───── Records for processing

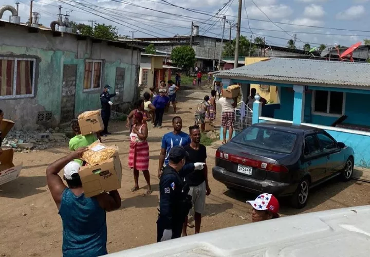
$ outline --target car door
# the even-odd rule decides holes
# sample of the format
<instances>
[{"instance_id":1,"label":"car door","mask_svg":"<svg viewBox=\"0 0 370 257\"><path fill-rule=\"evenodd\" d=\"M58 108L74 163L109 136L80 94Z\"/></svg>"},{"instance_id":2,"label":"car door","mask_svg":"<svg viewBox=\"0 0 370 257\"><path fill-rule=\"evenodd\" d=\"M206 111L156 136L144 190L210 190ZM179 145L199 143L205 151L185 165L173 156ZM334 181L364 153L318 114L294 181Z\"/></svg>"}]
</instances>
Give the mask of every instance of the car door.
<instances>
[{"instance_id":1,"label":"car door","mask_svg":"<svg viewBox=\"0 0 370 257\"><path fill-rule=\"evenodd\" d=\"M328 160L325 176L331 176L342 170L344 166L344 154L338 146L337 142L325 132L316 134L320 147Z\"/></svg>"},{"instance_id":2,"label":"car door","mask_svg":"<svg viewBox=\"0 0 370 257\"><path fill-rule=\"evenodd\" d=\"M322 154L314 134L306 135L303 142L303 168L310 174L312 182L314 183L325 177L327 159Z\"/></svg>"}]
</instances>

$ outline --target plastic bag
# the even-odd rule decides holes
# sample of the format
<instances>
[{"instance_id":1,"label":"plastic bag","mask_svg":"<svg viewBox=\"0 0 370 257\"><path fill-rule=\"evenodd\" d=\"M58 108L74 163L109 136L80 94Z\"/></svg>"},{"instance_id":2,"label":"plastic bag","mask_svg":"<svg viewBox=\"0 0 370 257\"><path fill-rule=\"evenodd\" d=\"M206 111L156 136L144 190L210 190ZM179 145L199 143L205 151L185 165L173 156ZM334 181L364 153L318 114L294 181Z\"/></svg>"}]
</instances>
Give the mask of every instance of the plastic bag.
<instances>
[{"instance_id":1,"label":"plastic bag","mask_svg":"<svg viewBox=\"0 0 370 257\"><path fill-rule=\"evenodd\" d=\"M93 115L100 115L101 114L101 109L99 109L98 110L96 111L87 111L86 112L84 112L82 114L81 114L78 116L78 119L79 120L84 120L85 119L87 119L87 118L89 117L90 116L92 116Z\"/></svg>"},{"instance_id":2,"label":"plastic bag","mask_svg":"<svg viewBox=\"0 0 370 257\"><path fill-rule=\"evenodd\" d=\"M82 154L82 159L89 165L95 165L106 160L118 153L118 146L108 146L99 140L89 145L88 149Z\"/></svg>"}]
</instances>

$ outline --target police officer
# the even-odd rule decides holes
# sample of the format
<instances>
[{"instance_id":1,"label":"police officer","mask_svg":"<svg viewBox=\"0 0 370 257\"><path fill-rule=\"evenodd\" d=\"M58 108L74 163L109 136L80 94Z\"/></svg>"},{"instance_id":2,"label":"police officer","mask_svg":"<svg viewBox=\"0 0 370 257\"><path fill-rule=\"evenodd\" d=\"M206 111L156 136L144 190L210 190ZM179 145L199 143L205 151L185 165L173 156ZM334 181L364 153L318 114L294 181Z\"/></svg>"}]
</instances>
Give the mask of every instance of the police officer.
<instances>
[{"instance_id":1,"label":"police officer","mask_svg":"<svg viewBox=\"0 0 370 257\"><path fill-rule=\"evenodd\" d=\"M188 155L183 147L172 148L170 162L164 168L159 181L159 216L157 221L157 242L181 236L182 224L192 207L191 196L184 182L185 175L194 170L201 170L201 162L185 164Z\"/></svg>"},{"instance_id":2,"label":"police officer","mask_svg":"<svg viewBox=\"0 0 370 257\"><path fill-rule=\"evenodd\" d=\"M119 92L110 94L108 91L112 87L109 85L104 86L104 90L100 95L100 102L102 105L102 119L104 125L104 130L100 133L100 135L106 137L107 135L110 135L112 133L108 132L108 123L110 118L110 106L113 103L110 101L110 98L119 94Z\"/></svg>"}]
</instances>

──────────

## Exercise details
Report each line of the entries above that contains the string "plastic", copying the whole line. Case counts when matching.

## Written reply
$ outline --target plastic bag
[{"instance_id":1,"label":"plastic bag","mask_svg":"<svg viewBox=\"0 0 370 257\"><path fill-rule=\"evenodd\" d=\"M58 108L74 163L109 136L80 94Z\"/></svg>"},{"instance_id":2,"label":"plastic bag","mask_svg":"<svg viewBox=\"0 0 370 257\"><path fill-rule=\"evenodd\" d=\"M206 111L156 136L144 190L210 190ZM179 145L199 143L205 151L185 165L173 156ZM334 181L364 153L318 114L294 181Z\"/></svg>"}]
Give the mask of every instance of the plastic bag.
[{"instance_id":1,"label":"plastic bag","mask_svg":"<svg viewBox=\"0 0 370 257\"><path fill-rule=\"evenodd\" d=\"M93 115L100 115L101 114L101 109L99 109L98 110L96 111L87 111L86 112L84 112L82 114L81 114L78 116L78 119L79 120L84 120L85 119L87 119L87 118L89 117L90 116L92 116Z\"/></svg>"},{"instance_id":2,"label":"plastic bag","mask_svg":"<svg viewBox=\"0 0 370 257\"><path fill-rule=\"evenodd\" d=\"M82 154L82 159L89 165L95 165L106 160L118 153L118 146L108 146L99 140L89 145L88 149Z\"/></svg>"}]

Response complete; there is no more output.